| Exercise task |
Copy out the whole listing exactly as written, leaving the pictures behind.

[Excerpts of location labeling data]
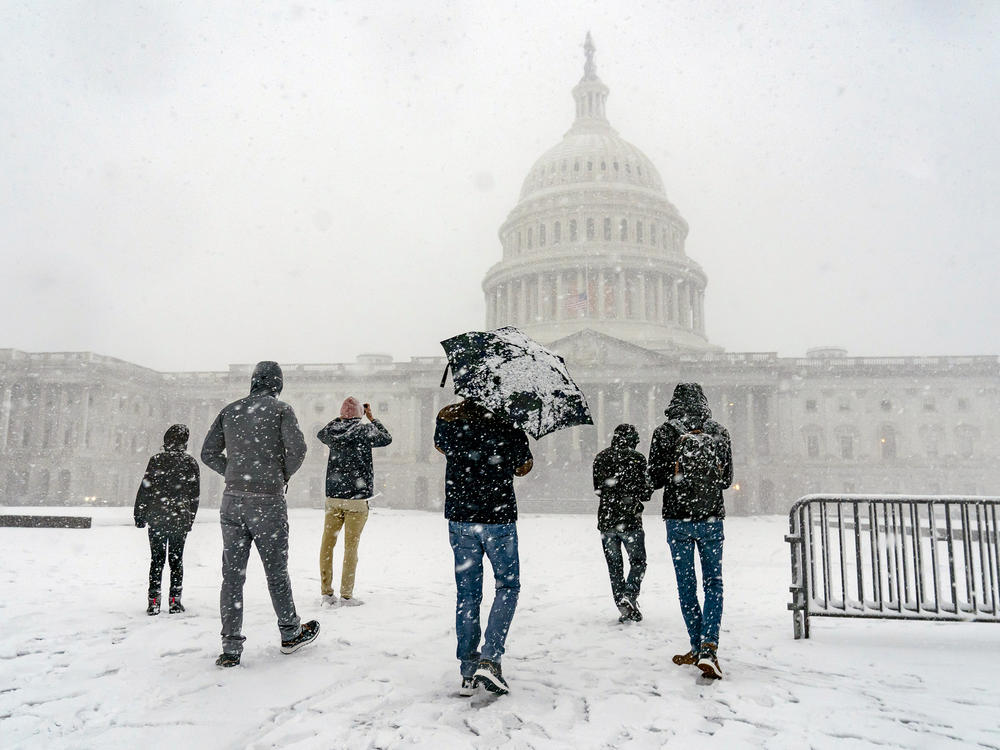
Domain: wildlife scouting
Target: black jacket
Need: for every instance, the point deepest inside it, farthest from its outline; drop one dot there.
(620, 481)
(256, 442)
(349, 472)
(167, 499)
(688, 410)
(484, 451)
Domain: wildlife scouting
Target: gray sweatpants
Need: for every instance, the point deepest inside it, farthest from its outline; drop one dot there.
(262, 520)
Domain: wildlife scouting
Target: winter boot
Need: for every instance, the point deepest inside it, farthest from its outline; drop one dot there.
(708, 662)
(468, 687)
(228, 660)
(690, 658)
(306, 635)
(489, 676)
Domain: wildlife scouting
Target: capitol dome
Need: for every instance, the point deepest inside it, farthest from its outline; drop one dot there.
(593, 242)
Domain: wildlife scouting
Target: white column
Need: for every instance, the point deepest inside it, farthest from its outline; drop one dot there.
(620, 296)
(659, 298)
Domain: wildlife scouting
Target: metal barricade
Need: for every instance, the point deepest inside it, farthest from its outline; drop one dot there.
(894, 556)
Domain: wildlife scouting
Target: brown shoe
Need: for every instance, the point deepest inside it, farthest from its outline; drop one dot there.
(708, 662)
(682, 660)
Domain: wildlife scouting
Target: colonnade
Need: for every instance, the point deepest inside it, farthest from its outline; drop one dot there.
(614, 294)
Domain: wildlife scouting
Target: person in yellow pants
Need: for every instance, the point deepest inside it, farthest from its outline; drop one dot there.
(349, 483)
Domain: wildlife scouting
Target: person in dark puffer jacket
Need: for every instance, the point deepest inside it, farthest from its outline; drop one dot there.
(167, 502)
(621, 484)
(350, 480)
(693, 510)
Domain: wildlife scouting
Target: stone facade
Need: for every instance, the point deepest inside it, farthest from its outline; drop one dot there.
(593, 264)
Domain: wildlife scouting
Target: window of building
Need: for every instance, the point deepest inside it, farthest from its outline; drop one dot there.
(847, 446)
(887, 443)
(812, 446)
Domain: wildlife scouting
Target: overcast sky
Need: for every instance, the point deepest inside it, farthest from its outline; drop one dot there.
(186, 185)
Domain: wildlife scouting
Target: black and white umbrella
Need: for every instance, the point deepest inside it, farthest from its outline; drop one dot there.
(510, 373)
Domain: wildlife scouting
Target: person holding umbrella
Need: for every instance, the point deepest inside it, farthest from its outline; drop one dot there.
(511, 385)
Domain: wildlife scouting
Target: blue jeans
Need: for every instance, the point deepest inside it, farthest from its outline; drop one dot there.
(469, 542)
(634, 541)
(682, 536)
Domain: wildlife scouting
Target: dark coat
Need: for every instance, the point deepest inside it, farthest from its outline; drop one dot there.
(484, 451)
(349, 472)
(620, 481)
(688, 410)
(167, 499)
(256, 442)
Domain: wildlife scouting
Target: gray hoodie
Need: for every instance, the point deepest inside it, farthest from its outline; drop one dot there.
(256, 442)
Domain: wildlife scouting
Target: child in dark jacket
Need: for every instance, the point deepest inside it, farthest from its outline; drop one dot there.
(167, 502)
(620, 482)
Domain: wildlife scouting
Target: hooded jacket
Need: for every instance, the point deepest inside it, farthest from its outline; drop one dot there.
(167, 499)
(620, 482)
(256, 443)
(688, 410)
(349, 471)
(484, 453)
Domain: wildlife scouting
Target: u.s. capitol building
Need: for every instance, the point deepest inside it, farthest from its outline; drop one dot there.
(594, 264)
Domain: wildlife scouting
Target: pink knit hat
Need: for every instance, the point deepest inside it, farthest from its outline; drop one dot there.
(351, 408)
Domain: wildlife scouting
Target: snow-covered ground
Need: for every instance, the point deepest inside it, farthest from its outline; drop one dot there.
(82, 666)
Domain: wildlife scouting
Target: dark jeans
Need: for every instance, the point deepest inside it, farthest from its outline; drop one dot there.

| Solution for this exercise |
Domain: wildlife scouting
Target: black jacket
Need: for every instance, the point deepest inside it, farthest from its outline; drop one dot there.
(620, 481)
(256, 442)
(349, 472)
(167, 499)
(688, 410)
(484, 451)
Domain: wildlife scouting
Target: gray sweatpants
Need: for every instance, the point deepest inside it, farthest from its outline; drop one dot there.
(262, 520)
Domain: wildlife scouting
Target: winter boot
Need: for every instance, the point deepest inside it, farthest from its outline; drop one dot there.
(708, 662)
(468, 687)
(228, 660)
(690, 658)
(306, 635)
(489, 676)
Domain: wildlife scouting
Target: capitol dome
Need: for every instance, the point deepest inside it, farthest from its outline; drop one dot there.
(593, 242)
Domain: wildlife scouting
Target: white column
Need: for every instance, the point deepest inside it, farthest from its outline; drop one dot there.
(620, 296)
(659, 298)
Domain: wildlife scouting
Target: metal barricade
Need: for every instance, the point deepest inside it, farthest from its outline; drop one dot there.
(894, 556)
Domain: wildlife scouting
Target: brown shoe
Need: for every instance, the point deepest inside it, farthest from its outline; drop one dot there.
(708, 662)
(682, 660)
Domain: wildlife scouting
Target: colonnade
Need: for every instance, the point deepest inside it, farthest from its outline; drop one dot there.
(614, 294)
Domain: wildlife scouting
Target: person in yellow pants
Need: for every instance, the point deepest inside it, farthest from its outline; drop one dot there.
(349, 483)
Domain: wildlife scouting
Target: person in dark puffer jacket
Need: for every instance, the point deepest inside it, farthest from its outline; drop one dot there.
(167, 502)
(621, 484)
(350, 480)
(693, 510)
Domain: wildlife scouting
Target: stone facade
Need: for every instance, the point deepest inside it, farthest from its outline; drop one dot there.
(593, 264)
Domain: wildlife scouting
Target: window of building
Need: for every instance, the point deepest inside it, farthest from its outline; drop one dot there.
(847, 446)
(887, 443)
(812, 446)
Domain: wildlife scouting
Target: overcast sky
Need: for every instance, the point deepest inside it, farthest from its outline; drop one dot there.
(186, 185)
Domain: wildlife scouting
Target: black and white umbrella
Need: for every instance, the point deepest inside it, farthest from its outline; drop one dot there.
(510, 373)
Domain: wildlife scouting
Target: person holding umbrella
Need: for every instance, the point deepest inside it, farthest from its outline; drop one dot there.
(511, 385)
Domain: wildlife scouting
Target: blue jeans
Need: for every instance, the point deepest inside it, farthest from its outline; drop one dot there.
(469, 542)
(634, 541)
(682, 536)
Domain: wildlife scouting
Target: dark coat
Need: for every instance, the point deepest inside it, farthest from its outline; drop one dot there.
(484, 451)
(349, 472)
(620, 481)
(688, 410)
(167, 499)
(256, 442)
Domain: wildlife scouting
Target: gray hoodie
Need: for every instance, the point deepest inside it, farthest from its outline; drop one dot there.
(256, 442)
Domain: wildlife scouting
Target: child in dark jacket
Need: for every instance, the point deepest inside it, farthest from its outline; drop one dot there.
(167, 502)
(620, 482)
Domain: wildlife scouting
Target: hooded jacket
Need: for every instance, the point deepest inside it, farthest from its outline; drop one dot there.
(167, 499)
(620, 482)
(256, 443)
(688, 410)
(349, 471)
(484, 453)
Domain: wildlife scouting
Target: u.s. capitol building
Need: for every instance, the point deepest inside it, farthest from its outline; drop one dot there.
(594, 264)
Domain: wildlife scouting
Target: pink knit hat
Need: for every instance, the point deepest inside it, farthest from its outline; drop one dot there.
(351, 408)
Domain: wildlife scouting
Target: snow-covered ground
Need: for every instance, the point deepest inside it, farthest from its outline; drop one dot there.
(82, 666)
Domain: wildlife scouting
Target: dark jeans
Need: for every instance, the point deepest inside it, farthest from its outline; drop one dot there.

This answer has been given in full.